Set down every entry again word for word, please, but skip the pictures.

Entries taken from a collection
----------
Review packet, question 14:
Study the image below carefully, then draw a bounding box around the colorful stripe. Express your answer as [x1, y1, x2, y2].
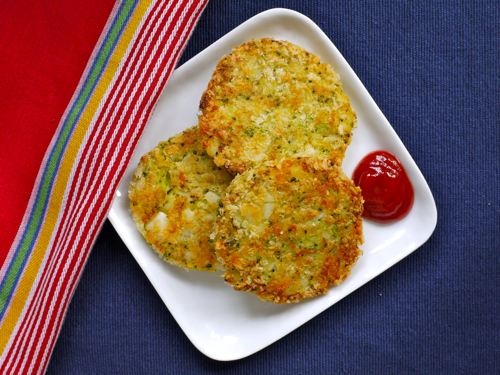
[0, 0, 207, 374]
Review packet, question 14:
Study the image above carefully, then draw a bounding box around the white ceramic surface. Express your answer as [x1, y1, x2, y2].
[109, 9, 437, 361]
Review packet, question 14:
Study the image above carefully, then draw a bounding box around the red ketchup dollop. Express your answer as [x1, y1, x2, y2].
[352, 151, 414, 223]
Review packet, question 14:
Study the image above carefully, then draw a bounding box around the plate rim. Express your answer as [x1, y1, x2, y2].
[108, 8, 437, 361]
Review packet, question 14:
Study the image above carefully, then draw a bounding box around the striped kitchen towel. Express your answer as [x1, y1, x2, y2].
[0, 0, 208, 374]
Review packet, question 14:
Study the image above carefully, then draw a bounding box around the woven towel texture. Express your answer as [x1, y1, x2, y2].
[48, 0, 500, 374]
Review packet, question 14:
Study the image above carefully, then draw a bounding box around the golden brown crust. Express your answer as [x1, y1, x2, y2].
[129, 127, 232, 271]
[199, 38, 356, 173]
[213, 158, 363, 303]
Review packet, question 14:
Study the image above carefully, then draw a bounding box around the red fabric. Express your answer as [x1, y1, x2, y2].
[0, 0, 115, 266]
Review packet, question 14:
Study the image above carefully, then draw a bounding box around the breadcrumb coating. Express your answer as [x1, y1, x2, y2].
[212, 157, 363, 303]
[129, 127, 232, 271]
[199, 38, 356, 173]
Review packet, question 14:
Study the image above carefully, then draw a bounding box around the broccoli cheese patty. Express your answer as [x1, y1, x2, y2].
[212, 158, 363, 303]
[199, 38, 356, 173]
[129, 127, 232, 271]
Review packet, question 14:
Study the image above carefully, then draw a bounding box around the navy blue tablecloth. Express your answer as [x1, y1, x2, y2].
[48, 0, 500, 374]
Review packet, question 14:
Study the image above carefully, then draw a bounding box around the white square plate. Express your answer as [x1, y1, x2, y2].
[109, 9, 437, 361]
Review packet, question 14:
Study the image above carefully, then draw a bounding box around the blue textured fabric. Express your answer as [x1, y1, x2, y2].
[48, 0, 500, 374]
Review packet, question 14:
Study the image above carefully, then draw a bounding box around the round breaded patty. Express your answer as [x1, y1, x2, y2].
[213, 159, 363, 303]
[199, 38, 356, 173]
[129, 127, 232, 271]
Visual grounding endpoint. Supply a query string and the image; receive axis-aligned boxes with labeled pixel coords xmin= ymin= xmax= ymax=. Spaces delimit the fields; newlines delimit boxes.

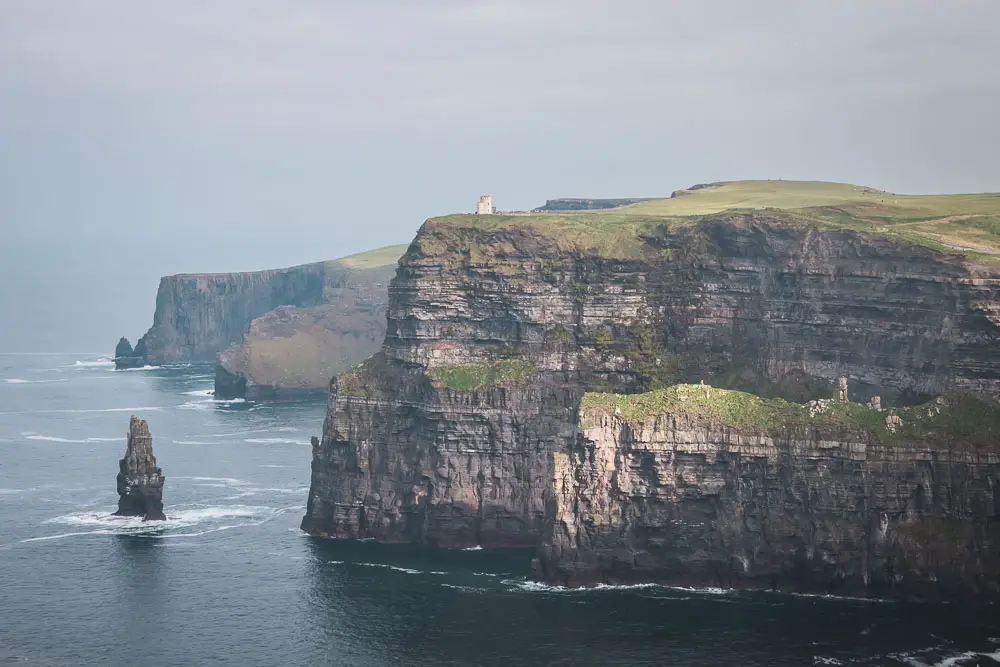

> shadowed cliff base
xmin=303 ymin=181 xmax=1000 ymax=595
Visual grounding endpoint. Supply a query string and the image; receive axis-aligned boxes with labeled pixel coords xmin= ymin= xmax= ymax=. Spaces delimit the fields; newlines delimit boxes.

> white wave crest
xmin=177 ymin=398 xmax=247 ymax=410
xmin=4 ymin=378 xmax=69 ymax=384
xmin=899 ymin=651 xmax=1000 ymax=667
xmin=174 ymin=477 xmax=250 ymax=486
xmin=20 ymin=505 xmax=286 ymax=543
xmin=440 ymin=584 xmax=486 ymax=593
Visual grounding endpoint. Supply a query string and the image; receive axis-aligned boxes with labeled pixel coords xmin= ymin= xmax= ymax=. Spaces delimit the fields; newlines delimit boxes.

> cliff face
xmin=115 ymin=246 xmax=406 ymax=380
xmin=536 ymin=386 xmax=1000 ymax=598
xmin=115 ymin=415 xmax=167 ymax=521
xmin=140 ymin=262 xmax=332 ymax=365
xmin=215 ymin=265 xmax=395 ymax=400
xmin=302 ymin=207 xmax=1000 ymax=596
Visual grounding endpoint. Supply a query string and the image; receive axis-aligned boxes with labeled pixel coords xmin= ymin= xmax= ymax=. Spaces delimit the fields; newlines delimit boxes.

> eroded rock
xmin=115 ymin=415 xmax=167 ymax=521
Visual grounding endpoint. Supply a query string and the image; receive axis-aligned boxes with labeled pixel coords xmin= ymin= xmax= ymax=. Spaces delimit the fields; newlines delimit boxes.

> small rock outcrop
xmin=115 ymin=415 xmax=167 ymax=521
xmin=115 ymin=336 xmax=146 ymax=371
xmin=215 ymin=258 xmax=402 ymax=400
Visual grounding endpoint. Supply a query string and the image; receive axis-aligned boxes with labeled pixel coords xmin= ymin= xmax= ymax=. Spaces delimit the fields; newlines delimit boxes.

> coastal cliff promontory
xmin=302 ymin=182 xmax=1000 ymax=594
xmin=115 ymin=246 xmax=406 ymax=398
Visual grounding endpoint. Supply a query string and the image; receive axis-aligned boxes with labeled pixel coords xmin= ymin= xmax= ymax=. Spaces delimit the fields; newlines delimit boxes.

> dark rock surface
xmin=302 ymin=213 xmax=1000 ymax=590
xmin=115 ymin=415 xmax=167 ymax=521
xmin=115 ymin=336 xmax=146 ymax=370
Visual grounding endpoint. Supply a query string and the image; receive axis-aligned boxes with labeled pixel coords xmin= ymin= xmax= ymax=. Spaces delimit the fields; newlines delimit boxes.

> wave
xmin=243 ymin=438 xmax=309 ymax=445
xmin=893 ymin=651 xmax=1000 ymax=667
xmin=177 ymin=398 xmax=247 ymax=410
xmin=4 ymin=378 xmax=69 ymax=384
xmin=24 ymin=433 xmax=124 ymax=443
xmin=174 ymin=477 xmax=250 ymax=486
xmin=501 ymin=579 xmax=736 ymax=599
xmin=73 ymin=357 xmax=115 ymax=368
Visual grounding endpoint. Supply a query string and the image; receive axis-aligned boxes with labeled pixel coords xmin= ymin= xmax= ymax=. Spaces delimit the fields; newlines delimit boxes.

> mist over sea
xmin=0 ymin=353 xmax=1000 ymax=667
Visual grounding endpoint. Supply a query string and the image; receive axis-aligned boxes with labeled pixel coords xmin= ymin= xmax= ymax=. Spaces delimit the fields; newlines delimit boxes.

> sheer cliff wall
xmin=137 ymin=262 xmax=334 ymax=364
xmin=303 ymin=213 xmax=1000 ymax=596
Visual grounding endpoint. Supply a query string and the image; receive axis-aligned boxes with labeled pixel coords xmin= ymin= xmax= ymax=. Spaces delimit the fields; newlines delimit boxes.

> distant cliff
xmin=535 ymin=198 xmax=650 ymax=211
xmin=302 ymin=182 xmax=1000 ymax=595
xmin=116 ymin=246 xmax=405 ymax=378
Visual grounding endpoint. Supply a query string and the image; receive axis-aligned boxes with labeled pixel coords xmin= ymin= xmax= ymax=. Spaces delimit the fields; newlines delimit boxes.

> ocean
xmin=0 ymin=353 xmax=1000 ymax=667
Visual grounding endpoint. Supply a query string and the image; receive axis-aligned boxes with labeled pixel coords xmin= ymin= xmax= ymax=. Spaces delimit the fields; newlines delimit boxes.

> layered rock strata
xmin=115 ymin=415 xmax=167 ymax=521
xmin=215 ymin=263 xmax=396 ymax=400
xmin=115 ymin=336 xmax=146 ymax=371
xmin=302 ymin=213 xmax=1000 ymax=596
----------
* _THE COMPLETED TASK_:
Review packet, question 14:
Study the image below carefully, then draw a bounding box around the colorful stripe. Express your answer as [x1, y1, x2, y2].
[0, 0, 207, 374]
Review packet, question 14:
Study the image above carefully, then draw a bounding box around the white ceramic surface. Express your answer as [x1, y1, x2, y2].
[109, 9, 437, 361]
Review packet, question 14:
Study the image above carefully, then draw a bounding box around the red ketchup dollop. Express your answer as [x1, y1, x2, y2].
[352, 151, 414, 223]
Review packet, question 14:
Study the image above carefully, then draw a bounding box around the plate rim. Express your answer as [x1, y1, x2, y2].
[108, 8, 437, 361]
Review packet, question 14:
Study the image above carefully, then draw a bounding box around the striped kitchen towel. Express your answer as [x1, y1, x2, y2].
[0, 0, 208, 374]
Review packet, question 14:
Study the image above carefully, then draw a bounding box around the woven towel texture. Express your answer as [x1, y1, x2, y2].
[48, 0, 500, 374]
Review packet, question 14:
Study the image above carefully, then draw a bounding box around the golden brown crust. Express your answer as [x1, y1, x2, y2].
[129, 127, 232, 271]
[199, 38, 356, 173]
[213, 158, 363, 303]
Review packet, question 14:
Study the image above carefully, then draw a bounding box around the red fabric. Express your answer as [x1, y1, x2, y2].
[0, 0, 115, 266]
Review packet, question 14:
Study the image above carefully, then draw a bounding box around the breadcrumb coating. Express your answer as [x1, y1, x2, y2].
[212, 157, 363, 303]
[129, 127, 232, 271]
[199, 38, 356, 173]
Review packet, question 14:
Study the image above carefully, then draw a bounding box around the broccoli cheese patty. Express your answer as [x1, y1, x2, y2].
[212, 158, 363, 303]
[199, 38, 356, 173]
[129, 127, 232, 271]
Review packet, question 14:
Study the image above carefully, then draw a bounding box around the navy blue tablecloth. Express your answer as [x1, y1, x2, y2].
[48, 0, 500, 374]
Review packet, question 14:
Study the image above carefully, then draw a bounding box around the white square plate. Express your answer as [x1, y1, x2, y2].
[109, 9, 437, 361]
Review packet, question 14:
Study the image above carefully, then draw a bounding box around the blue textured fabric. Express your answer as [x1, y1, x2, y2].
[48, 0, 500, 374]
Review packet, question 14:
Study the image above carefully, then draw a bounding box around the round breaded patty. Express your answer as [x1, y1, x2, y2].
[213, 159, 363, 303]
[199, 38, 356, 173]
[129, 127, 232, 271]
Visual grounding endpoint. Supply a query string and the image; receive axis-aligned boxes with labeled pixel coords xmin= ymin= xmax= ymax=. Spaces delimit the fields; newlines delimit boxes.


> shadowed cliff base
xmin=303 ymin=181 xmax=1000 ymax=595
Visual grounding endpoint. Supply a query string and the image; receive axis-aligned boxes with labeled pixel coords xmin= ymin= xmax= ymax=. Spaces delimit the fields; newlines delimit boxes.

> white wave crest
xmin=177 ymin=398 xmax=247 ymax=410
xmin=4 ymin=378 xmax=69 ymax=384
xmin=899 ymin=651 xmax=1000 ymax=667
xmin=174 ymin=477 xmax=250 ymax=486
xmin=20 ymin=505 xmax=286 ymax=543
xmin=440 ymin=584 xmax=486 ymax=593
Visual grounding endpoint. Supply a query string and the image; receive axis-aligned boxes with labeled pixel coords xmin= ymin= xmax= ymax=. Spaces delimit the fields; newlines delimit boxes.

> cliff face
xmin=115 ymin=246 xmax=406 ymax=380
xmin=536 ymin=386 xmax=1000 ymax=598
xmin=115 ymin=415 xmax=167 ymax=521
xmin=140 ymin=262 xmax=332 ymax=365
xmin=215 ymin=265 xmax=395 ymax=400
xmin=302 ymin=207 xmax=1000 ymax=596
Visual grounding endpoint. Supply a query string and the image; receive axis-aligned boxes with labeled pixel coords xmin= ymin= xmax= ymax=. Spaces delimit the fields; newlines delimit boxes.

> eroded rock
xmin=115 ymin=415 xmax=167 ymax=521
Visual grounding endpoint. Supply a query string and the image; receive axis-aligned boxes with labeled pixel coords xmin= ymin= xmax= ymax=. Spaces delimit the fields; newlines delimit boxes.

> small rock outcrop
xmin=115 ymin=415 xmax=167 ymax=521
xmin=115 ymin=336 xmax=146 ymax=371
xmin=215 ymin=258 xmax=402 ymax=400
Visual grounding endpoint. Supply a query string and the image; receive axis-aligned boxes with labeled pixel coords xmin= ymin= xmax= ymax=. Spaces delimit the fields; newlines delimit boxes.

> coastal cliff promontory
xmin=302 ymin=182 xmax=1000 ymax=594
xmin=115 ymin=246 xmax=406 ymax=398
Visual grounding endpoint. Supply a query string and the image; receive axis-aligned boxes with labeled pixel coords xmin= ymin= xmax= ymax=. Spaces delimit the fields; newlines delimit boxes.

> dark rock surface
xmin=302 ymin=213 xmax=1000 ymax=590
xmin=115 ymin=415 xmax=167 ymax=521
xmin=115 ymin=336 xmax=146 ymax=370
Visual grounding endpoint. Supply a query string and the image; receive axis-aligned boxes with labeled pixel coords xmin= ymin= xmax= ymax=. Spaces delimit the fields; newlines delimit boxes.

> wave
xmin=243 ymin=438 xmax=309 ymax=445
xmin=893 ymin=651 xmax=1000 ymax=667
xmin=177 ymin=398 xmax=247 ymax=410
xmin=4 ymin=378 xmax=69 ymax=384
xmin=24 ymin=433 xmax=124 ymax=443
xmin=174 ymin=477 xmax=250 ymax=486
xmin=501 ymin=579 xmax=736 ymax=599
xmin=73 ymin=357 xmax=115 ymax=368
Visual grounding endpoint. Supply a query string and the image; receive axis-aligned boxes with labeled pixel coords xmin= ymin= xmax= ymax=. Spaces delimit the fields; newlines delimit boxes.

> mist over sea
xmin=0 ymin=353 xmax=1000 ymax=667
Visual grounding endpoint. Supply a query string and the image; receive axis-aligned boxes with labeled pixel coords xmin= ymin= xmax= ymax=. Spaces delimit the fields; newlines delimit boxes.

> sheer cliff wall
xmin=137 ymin=262 xmax=334 ymax=364
xmin=303 ymin=213 xmax=1000 ymax=596
Visual grounding endpoint. Supply a query string and the image; receive axis-aligned boxes with labeled pixel coords xmin= ymin= xmax= ymax=. Spaces delimit the fields; newlines delimit boxes.

> distant cliff
xmin=535 ymin=198 xmax=650 ymax=211
xmin=302 ymin=182 xmax=1000 ymax=595
xmin=116 ymin=246 xmax=405 ymax=378
Visual grounding endpoint. Supply a query string and the image; receive axis-aligned boxes with labeled pixel coords xmin= ymin= xmax= ymax=. Spaces delimit the fields; newlines delimit boxes.

> ocean
xmin=0 ymin=353 xmax=1000 ymax=667
Visual grounding endpoint. Supply a query string and the image; receive axis-aligned boxes with labeled pixel coords xmin= ymin= xmax= ymax=. Spaces delimit the fields; newlines delimit boxes.

> layered rock strata
xmin=115 ymin=415 xmax=167 ymax=521
xmin=215 ymin=263 xmax=396 ymax=400
xmin=115 ymin=336 xmax=146 ymax=371
xmin=302 ymin=213 xmax=1000 ymax=596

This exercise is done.